▸ WHAT YOU ARE ASKED TO DO: The answer should consist of each line below that contains the word "mountain".

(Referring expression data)

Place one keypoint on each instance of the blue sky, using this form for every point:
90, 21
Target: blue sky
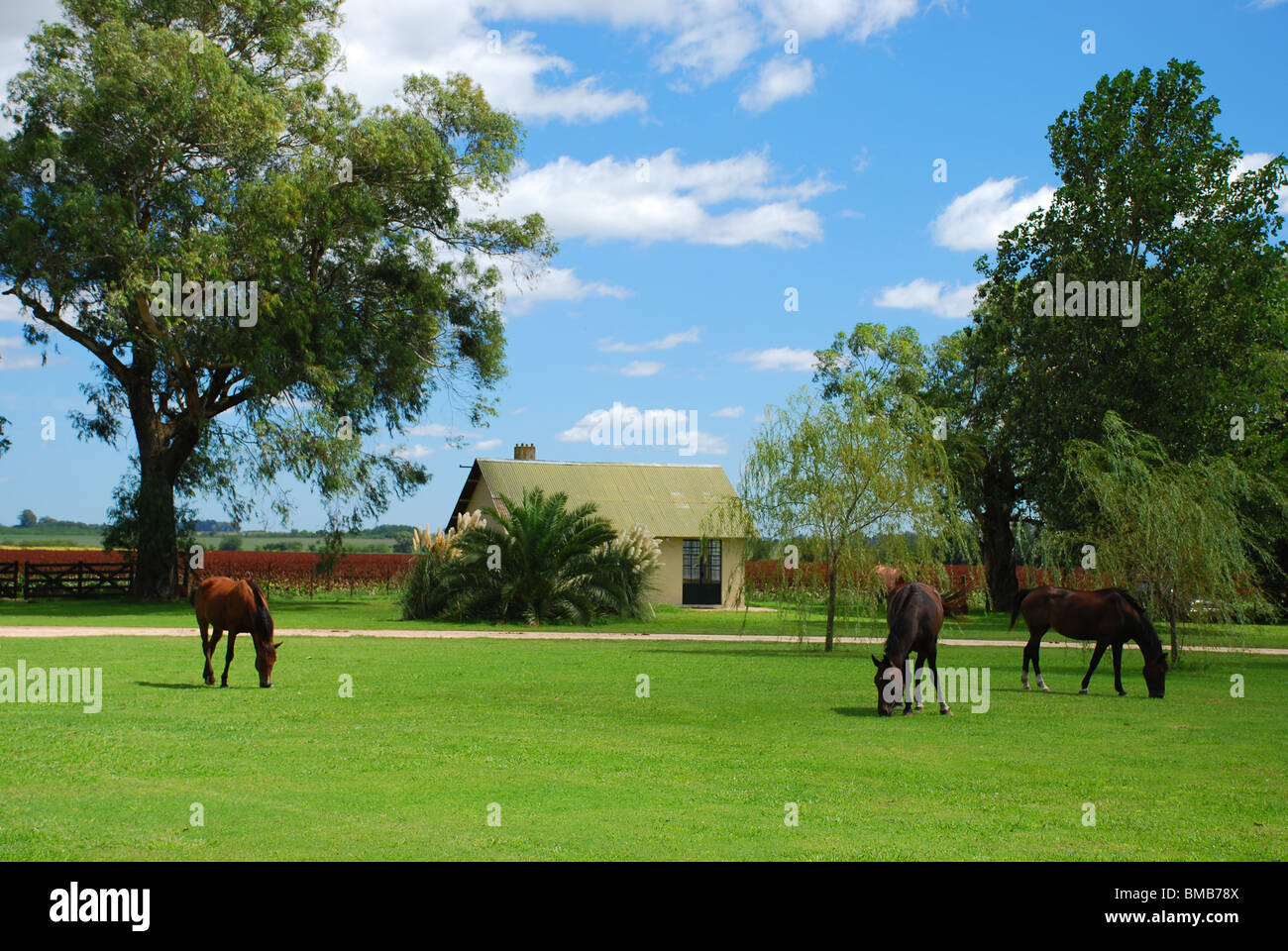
767, 170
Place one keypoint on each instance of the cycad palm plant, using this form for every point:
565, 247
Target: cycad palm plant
542, 562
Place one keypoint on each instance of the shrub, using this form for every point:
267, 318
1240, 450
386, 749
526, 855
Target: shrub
540, 562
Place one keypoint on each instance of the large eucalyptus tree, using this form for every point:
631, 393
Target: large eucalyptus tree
166, 149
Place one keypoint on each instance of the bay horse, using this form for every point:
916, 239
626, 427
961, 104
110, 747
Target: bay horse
913, 616
1109, 616
235, 606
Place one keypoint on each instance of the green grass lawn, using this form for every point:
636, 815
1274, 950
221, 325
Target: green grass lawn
381, 612
583, 768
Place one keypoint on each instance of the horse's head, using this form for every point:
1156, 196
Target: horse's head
889, 681
1155, 676
265, 660
266, 648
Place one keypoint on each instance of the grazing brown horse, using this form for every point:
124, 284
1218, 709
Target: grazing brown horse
236, 607
1109, 616
913, 616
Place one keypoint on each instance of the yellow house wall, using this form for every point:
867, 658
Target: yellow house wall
669, 579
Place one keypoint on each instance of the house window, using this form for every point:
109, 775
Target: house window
698, 569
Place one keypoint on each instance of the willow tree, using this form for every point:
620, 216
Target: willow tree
263, 270
1181, 528
838, 470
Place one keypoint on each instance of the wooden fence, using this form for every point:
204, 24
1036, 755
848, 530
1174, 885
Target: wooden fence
8, 579
75, 579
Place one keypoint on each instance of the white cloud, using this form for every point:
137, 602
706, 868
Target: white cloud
777, 359
928, 295
553, 283
666, 343
642, 368
434, 429
778, 80
973, 221
700, 442
413, 451
1250, 161
606, 200
386, 39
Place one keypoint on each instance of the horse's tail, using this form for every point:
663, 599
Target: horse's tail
263, 620
1019, 599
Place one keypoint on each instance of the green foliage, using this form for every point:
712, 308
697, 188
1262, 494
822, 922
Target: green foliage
1147, 193
1179, 527
540, 562
123, 531
861, 459
226, 158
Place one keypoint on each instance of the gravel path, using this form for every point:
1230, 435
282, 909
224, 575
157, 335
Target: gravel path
52, 632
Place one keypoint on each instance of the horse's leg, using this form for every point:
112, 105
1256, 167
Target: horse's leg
918, 696
939, 686
207, 673
210, 655
1095, 659
1030, 652
1119, 671
228, 655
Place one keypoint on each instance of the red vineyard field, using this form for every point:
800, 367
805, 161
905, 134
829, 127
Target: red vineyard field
279, 570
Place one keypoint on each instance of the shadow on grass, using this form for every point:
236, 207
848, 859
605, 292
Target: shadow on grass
734, 652
171, 686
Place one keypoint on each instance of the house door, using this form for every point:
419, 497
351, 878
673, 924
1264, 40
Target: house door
700, 573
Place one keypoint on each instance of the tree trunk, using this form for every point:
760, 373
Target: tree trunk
155, 571
1171, 621
831, 602
997, 548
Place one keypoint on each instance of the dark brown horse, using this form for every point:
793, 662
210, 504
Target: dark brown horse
913, 616
236, 607
1109, 616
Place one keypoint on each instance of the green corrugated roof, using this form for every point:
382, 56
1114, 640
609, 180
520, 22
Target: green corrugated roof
669, 500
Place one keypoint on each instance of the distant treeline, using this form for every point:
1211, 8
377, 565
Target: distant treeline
210, 526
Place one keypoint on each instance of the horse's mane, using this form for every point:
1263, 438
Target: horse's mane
1142, 629
263, 620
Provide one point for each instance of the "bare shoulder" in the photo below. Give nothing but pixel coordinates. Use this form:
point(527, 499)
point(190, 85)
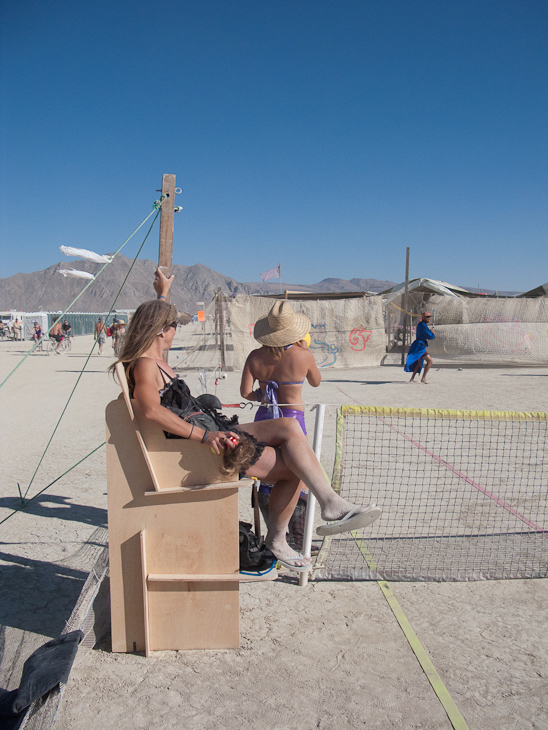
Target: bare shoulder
point(146, 369)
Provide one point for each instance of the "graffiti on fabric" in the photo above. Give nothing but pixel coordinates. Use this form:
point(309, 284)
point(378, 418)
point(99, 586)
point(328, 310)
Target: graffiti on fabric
point(318, 336)
point(358, 338)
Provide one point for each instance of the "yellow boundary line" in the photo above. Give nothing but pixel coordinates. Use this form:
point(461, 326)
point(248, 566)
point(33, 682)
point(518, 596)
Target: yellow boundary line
point(453, 713)
point(439, 413)
point(436, 682)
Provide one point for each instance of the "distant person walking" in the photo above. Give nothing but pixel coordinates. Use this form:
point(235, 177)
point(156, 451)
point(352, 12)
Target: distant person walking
point(418, 350)
point(36, 332)
point(67, 329)
point(16, 330)
point(56, 333)
point(100, 334)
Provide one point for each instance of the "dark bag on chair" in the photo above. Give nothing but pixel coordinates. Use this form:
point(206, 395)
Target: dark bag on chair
point(254, 555)
point(202, 411)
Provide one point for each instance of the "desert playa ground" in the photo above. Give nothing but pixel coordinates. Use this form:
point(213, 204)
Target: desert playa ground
point(330, 655)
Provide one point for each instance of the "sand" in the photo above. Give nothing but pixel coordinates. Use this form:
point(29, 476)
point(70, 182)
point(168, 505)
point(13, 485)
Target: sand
point(330, 655)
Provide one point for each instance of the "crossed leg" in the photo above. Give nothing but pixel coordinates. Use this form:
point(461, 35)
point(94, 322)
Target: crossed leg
point(286, 466)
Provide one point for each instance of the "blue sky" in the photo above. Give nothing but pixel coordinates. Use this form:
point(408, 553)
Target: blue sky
point(324, 135)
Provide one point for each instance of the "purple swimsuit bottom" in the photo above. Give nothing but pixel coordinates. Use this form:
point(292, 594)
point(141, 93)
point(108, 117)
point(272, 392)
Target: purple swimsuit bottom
point(265, 414)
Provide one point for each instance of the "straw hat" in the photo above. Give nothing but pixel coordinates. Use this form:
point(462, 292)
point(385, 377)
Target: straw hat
point(282, 326)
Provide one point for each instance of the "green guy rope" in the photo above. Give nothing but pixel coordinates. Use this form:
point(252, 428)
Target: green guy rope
point(156, 207)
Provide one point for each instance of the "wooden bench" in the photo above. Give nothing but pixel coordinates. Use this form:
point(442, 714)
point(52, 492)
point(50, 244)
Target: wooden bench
point(173, 538)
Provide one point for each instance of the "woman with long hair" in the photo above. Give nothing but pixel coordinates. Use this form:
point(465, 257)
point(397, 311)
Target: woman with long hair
point(274, 451)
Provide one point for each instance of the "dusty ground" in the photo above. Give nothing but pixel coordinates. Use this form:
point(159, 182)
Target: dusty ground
point(330, 655)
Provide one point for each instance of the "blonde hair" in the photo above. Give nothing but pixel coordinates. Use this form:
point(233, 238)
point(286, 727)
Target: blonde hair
point(149, 319)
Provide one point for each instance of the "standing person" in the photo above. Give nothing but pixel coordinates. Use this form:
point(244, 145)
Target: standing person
point(36, 332)
point(56, 333)
point(275, 450)
point(16, 330)
point(118, 334)
point(280, 368)
point(67, 329)
point(418, 350)
point(100, 334)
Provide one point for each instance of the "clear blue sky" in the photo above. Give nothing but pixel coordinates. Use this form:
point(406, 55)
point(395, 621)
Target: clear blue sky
point(327, 135)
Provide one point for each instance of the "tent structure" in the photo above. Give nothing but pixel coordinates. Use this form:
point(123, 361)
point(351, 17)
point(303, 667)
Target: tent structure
point(426, 286)
point(539, 291)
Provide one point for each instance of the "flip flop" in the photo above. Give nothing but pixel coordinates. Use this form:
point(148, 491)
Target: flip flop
point(288, 563)
point(352, 521)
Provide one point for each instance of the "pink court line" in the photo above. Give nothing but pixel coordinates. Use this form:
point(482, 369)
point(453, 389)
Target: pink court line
point(441, 461)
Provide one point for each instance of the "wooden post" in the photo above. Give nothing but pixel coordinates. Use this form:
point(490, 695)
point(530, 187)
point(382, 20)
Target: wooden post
point(221, 329)
point(405, 306)
point(167, 214)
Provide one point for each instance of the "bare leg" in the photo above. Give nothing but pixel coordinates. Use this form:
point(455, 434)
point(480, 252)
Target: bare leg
point(286, 434)
point(416, 370)
point(283, 498)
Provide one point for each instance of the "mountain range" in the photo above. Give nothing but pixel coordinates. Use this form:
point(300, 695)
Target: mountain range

▸ REPLY:
Provide one point for each instance of the "mountain range" in the photo above. Give nothing but pixel coordinates. Use this form:
Target: mountain range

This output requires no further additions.